§ **CHALLENGE**: Can you quote the lines below verbatim, starting at the very first one and ending with the line that contains "pixel 670 539", both included?

§ **DATASET EXCERPTS**:
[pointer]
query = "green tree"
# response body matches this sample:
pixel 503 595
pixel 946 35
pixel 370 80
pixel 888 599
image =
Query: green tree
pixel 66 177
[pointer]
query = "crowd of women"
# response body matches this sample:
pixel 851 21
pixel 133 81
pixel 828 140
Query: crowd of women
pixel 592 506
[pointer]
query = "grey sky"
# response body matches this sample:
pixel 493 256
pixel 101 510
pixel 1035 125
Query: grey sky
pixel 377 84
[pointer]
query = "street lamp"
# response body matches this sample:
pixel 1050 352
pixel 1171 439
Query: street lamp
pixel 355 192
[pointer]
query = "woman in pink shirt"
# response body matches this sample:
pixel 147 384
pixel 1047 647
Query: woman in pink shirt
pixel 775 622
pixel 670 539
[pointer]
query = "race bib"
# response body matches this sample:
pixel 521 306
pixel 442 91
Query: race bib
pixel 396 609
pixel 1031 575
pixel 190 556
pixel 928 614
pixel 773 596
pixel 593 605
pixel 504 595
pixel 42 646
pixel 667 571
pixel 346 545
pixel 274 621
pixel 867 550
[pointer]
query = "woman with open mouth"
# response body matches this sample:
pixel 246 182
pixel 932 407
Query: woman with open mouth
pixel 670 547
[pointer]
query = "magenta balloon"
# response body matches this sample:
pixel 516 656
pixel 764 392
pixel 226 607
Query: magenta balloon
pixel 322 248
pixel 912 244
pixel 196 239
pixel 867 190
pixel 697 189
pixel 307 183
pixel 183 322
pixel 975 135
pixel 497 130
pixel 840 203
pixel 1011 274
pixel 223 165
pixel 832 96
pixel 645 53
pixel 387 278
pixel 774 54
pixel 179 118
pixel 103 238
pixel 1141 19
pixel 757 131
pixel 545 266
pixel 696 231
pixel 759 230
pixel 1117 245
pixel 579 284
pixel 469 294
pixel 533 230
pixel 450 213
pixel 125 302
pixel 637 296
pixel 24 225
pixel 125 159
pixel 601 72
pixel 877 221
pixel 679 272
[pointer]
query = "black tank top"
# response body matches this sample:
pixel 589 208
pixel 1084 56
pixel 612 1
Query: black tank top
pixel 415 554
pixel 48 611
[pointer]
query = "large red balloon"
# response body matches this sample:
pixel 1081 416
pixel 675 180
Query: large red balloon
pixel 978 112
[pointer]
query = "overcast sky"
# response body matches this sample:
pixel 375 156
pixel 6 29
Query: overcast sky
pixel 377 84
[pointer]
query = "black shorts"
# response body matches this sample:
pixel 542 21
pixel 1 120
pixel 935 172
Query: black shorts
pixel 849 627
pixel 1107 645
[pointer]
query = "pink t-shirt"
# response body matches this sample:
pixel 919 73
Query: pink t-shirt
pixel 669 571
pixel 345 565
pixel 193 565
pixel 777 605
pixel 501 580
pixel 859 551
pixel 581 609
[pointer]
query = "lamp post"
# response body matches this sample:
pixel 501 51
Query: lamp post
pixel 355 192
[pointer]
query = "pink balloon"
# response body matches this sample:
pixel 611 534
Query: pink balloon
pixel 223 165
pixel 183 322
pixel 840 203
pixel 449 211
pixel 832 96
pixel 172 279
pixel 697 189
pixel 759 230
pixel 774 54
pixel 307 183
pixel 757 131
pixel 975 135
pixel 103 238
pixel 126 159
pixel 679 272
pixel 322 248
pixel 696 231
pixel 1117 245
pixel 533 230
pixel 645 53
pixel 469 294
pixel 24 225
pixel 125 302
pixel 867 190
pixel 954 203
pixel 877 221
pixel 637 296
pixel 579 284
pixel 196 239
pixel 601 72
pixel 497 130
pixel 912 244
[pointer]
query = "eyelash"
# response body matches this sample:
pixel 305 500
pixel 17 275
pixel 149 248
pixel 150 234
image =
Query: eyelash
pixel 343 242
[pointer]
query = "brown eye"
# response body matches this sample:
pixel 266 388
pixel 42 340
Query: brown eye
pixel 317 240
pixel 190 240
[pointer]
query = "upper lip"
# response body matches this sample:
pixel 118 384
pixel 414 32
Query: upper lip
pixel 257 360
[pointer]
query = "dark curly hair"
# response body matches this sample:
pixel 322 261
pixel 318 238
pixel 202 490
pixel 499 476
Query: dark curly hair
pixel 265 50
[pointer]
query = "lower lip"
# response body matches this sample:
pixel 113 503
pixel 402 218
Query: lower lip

§ **COMPLETED EXERCISE**:
[pointer]
query = "green tree"
# response body matches this sample:
pixel 503 595
pixel 946 35
pixel 370 80
pixel 888 599
image =
Query: green tree
pixel 66 177
[pointer]
query = "crowd of women"
# response body matches this sample:
pixel 851 21
pixel 133 81
pixel 828 140
Query: crowd of women
pixel 592 506
[pointer]
query = "grey sky"
# response body matches this sample:
pixel 493 256
pixel 101 510
pixel 1035 125
Query: grey sky
pixel 377 84
[pointer]
query = "street lamp"
# response body matches this sample:
pixel 1050 352
pixel 1171 439
Query: street lamp
pixel 355 192
[pointer]
query = "woman in pink shirt"
# response body matches this sample:
pixel 147 384
pixel 1047 647
Query: woman in pink shirt
pixel 775 622
pixel 670 539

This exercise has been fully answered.